## begin Input material

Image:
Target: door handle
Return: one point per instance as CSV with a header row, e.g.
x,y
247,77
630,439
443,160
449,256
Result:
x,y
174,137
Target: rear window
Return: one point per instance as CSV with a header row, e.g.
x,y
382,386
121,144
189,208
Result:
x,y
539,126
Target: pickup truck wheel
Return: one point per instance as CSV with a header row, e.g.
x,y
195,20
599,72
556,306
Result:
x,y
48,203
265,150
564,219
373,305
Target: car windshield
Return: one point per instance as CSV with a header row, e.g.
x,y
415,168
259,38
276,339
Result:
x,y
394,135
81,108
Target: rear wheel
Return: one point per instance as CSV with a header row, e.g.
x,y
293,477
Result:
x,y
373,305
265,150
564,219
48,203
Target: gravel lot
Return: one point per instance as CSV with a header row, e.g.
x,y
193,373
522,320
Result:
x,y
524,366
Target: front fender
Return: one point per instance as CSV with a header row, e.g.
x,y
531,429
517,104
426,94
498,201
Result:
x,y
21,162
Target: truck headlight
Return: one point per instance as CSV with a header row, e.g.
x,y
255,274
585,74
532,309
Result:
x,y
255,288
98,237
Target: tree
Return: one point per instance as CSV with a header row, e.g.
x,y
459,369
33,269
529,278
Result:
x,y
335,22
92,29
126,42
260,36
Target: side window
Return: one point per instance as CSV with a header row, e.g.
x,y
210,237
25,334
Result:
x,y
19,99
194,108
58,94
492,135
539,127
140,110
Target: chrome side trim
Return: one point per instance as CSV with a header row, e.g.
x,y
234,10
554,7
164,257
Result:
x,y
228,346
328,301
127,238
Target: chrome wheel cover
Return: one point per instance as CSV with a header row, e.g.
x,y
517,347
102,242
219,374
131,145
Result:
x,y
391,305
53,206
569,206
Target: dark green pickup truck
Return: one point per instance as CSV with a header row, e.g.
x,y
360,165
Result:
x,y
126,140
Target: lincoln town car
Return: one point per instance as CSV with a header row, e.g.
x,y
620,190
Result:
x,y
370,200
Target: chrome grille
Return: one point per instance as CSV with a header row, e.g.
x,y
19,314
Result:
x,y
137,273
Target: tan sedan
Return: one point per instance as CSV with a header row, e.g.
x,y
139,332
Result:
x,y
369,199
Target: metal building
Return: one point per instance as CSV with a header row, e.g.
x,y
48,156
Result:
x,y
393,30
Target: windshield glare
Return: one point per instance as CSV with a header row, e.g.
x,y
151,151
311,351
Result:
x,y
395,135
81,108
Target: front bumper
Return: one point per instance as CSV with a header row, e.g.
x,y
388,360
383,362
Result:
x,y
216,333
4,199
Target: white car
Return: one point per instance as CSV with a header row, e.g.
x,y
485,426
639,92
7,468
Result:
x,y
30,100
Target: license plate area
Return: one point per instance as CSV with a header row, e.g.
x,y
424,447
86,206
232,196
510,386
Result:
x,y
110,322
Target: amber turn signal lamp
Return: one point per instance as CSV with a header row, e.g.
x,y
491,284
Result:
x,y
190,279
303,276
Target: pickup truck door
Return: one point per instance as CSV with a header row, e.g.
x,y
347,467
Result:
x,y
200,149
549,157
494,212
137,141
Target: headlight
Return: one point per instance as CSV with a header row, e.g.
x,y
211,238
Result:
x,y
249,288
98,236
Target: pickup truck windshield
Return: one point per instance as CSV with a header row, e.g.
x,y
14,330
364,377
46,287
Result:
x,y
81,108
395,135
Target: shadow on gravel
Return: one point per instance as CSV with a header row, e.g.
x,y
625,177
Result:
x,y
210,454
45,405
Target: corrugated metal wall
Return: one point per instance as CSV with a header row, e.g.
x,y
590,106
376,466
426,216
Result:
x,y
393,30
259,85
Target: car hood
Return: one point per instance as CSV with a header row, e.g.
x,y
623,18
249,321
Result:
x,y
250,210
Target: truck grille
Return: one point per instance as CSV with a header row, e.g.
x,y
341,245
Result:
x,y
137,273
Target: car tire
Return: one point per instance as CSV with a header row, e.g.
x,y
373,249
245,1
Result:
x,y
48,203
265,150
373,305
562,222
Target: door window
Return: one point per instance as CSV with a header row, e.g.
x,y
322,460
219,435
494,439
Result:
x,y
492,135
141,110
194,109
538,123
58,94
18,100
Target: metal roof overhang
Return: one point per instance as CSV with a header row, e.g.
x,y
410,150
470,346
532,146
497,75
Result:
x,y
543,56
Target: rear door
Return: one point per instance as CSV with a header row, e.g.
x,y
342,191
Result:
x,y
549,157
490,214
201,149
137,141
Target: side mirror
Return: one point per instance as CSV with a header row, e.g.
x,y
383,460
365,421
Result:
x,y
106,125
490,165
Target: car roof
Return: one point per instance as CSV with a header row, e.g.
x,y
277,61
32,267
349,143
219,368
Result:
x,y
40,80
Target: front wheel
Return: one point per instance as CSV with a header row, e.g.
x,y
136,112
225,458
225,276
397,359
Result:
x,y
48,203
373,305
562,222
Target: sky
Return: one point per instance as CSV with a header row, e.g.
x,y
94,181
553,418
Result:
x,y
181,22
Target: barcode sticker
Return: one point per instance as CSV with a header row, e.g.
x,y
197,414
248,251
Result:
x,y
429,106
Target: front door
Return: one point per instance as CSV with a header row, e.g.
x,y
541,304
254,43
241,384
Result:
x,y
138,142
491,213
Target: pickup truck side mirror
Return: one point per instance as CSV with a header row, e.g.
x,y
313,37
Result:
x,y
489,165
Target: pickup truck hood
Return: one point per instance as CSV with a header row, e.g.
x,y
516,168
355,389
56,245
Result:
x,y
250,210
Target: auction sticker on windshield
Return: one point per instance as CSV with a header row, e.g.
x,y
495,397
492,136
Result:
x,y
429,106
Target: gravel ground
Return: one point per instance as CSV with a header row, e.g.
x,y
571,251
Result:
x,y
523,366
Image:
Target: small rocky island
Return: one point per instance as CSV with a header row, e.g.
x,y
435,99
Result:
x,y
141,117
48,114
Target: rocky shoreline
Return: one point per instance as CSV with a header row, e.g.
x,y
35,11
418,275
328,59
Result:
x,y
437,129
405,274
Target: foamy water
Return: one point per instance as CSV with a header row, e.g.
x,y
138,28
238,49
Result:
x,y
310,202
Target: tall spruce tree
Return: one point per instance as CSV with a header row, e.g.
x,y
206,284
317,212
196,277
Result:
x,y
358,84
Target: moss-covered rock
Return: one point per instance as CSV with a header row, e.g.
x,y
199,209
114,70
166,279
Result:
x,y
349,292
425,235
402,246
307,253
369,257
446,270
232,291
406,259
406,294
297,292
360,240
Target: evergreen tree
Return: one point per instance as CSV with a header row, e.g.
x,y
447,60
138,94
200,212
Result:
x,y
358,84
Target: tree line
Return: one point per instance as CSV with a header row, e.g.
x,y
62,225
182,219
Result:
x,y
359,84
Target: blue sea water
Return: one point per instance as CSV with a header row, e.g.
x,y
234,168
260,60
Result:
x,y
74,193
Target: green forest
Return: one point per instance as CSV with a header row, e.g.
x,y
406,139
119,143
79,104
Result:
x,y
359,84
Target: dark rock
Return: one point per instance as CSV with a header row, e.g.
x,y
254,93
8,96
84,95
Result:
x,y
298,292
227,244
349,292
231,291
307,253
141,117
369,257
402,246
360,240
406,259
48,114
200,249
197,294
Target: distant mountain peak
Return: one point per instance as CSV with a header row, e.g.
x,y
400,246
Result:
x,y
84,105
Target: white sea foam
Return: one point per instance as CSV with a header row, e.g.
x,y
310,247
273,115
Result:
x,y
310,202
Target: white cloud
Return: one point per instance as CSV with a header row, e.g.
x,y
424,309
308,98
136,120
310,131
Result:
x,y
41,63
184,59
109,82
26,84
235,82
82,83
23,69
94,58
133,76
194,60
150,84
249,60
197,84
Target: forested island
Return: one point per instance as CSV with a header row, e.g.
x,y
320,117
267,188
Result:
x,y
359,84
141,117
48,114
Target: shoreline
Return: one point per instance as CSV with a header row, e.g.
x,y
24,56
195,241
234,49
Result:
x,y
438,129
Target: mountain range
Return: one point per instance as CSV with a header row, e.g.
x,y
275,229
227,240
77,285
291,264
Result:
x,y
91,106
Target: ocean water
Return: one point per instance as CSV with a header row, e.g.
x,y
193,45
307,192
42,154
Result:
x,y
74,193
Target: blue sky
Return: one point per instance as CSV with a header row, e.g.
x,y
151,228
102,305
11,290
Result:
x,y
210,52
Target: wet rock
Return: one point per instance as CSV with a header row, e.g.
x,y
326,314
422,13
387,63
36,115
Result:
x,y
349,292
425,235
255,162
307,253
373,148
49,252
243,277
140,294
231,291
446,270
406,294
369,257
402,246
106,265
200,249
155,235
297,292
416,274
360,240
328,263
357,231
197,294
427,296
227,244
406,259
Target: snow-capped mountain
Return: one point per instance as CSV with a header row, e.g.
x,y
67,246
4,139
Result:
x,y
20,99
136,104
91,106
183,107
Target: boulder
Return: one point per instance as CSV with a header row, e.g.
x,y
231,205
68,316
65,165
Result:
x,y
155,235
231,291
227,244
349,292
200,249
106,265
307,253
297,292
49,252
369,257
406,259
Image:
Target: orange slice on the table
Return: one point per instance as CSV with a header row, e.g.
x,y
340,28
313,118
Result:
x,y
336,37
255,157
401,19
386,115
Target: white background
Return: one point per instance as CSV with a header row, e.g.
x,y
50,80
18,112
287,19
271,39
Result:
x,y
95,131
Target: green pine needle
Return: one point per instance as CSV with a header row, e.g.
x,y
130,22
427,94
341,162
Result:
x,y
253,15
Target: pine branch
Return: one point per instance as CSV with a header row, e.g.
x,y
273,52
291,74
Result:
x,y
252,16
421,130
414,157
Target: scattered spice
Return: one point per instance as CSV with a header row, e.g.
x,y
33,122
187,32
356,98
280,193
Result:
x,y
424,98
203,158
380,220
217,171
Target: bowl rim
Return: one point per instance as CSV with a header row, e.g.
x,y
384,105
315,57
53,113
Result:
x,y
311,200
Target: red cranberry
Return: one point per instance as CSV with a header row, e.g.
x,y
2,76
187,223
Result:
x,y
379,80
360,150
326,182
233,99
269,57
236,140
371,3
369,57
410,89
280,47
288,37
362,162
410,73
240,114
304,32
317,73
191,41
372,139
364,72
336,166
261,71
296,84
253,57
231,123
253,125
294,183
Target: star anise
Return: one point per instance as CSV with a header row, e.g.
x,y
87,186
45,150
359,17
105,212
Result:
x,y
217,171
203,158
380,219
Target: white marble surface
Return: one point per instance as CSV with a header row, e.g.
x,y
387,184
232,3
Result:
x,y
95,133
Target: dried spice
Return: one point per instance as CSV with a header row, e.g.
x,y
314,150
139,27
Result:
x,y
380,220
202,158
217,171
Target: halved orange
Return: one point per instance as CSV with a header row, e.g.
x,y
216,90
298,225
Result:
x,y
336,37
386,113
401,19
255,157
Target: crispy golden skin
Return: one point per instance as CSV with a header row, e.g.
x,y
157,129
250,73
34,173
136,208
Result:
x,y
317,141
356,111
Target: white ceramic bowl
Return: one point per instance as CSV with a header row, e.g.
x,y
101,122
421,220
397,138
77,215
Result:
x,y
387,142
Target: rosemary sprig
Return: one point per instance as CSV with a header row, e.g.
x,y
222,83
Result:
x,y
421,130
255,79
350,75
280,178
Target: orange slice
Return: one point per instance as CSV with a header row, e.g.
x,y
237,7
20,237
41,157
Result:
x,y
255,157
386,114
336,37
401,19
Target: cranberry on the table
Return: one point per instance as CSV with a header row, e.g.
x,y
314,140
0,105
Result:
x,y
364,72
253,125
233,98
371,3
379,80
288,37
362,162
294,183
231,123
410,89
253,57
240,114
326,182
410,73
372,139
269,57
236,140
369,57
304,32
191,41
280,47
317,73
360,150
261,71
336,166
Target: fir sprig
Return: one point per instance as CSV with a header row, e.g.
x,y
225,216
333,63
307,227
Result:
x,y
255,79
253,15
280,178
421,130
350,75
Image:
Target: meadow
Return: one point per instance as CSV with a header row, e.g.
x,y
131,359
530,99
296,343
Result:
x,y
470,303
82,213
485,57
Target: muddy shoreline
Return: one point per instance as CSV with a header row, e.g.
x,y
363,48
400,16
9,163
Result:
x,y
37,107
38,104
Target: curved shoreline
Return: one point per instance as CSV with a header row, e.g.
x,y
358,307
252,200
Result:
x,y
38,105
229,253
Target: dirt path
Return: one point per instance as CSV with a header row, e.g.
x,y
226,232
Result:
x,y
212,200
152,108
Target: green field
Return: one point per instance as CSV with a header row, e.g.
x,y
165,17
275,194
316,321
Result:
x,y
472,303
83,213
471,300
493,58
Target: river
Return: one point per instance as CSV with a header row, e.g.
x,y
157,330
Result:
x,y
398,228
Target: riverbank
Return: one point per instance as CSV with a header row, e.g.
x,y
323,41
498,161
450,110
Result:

## end Input material

** The task **
Reproduce exactly the lines from the one with "Target: muddy shoreline" through the end of the entries above, both ends included.

** Written solution **
Target: muddy shoreline
Return: one point per instance as CSV with a header row, e.g.
x,y
363,48
400,16
9,163
Result:
x,y
37,107
38,104
Target: curved shoreline
Return: one point per instance as CSV with a header row, e.g.
x,y
358,307
252,200
Result:
x,y
38,105
229,253
Target: dirt path
Return: one point per instance as CSV with a header row, e.g.
x,y
226,232
Result:
x,y
212,200
152,108
Target: green field
Return: one point per instance as CSV with a header row, e.g.
x,y
165,17
275,194
316,321
Result:
x,y
472,303
83,213
471,300
493,58
Target: river
Return: one point per instance as CSV with a header row, e.g.
x,y
157,330
Result:
x,y
398,228
Target: riverbank
Return: one point per instance as CSV with a header row, e.g.
x,y
323,41
498,161
450,110
Result:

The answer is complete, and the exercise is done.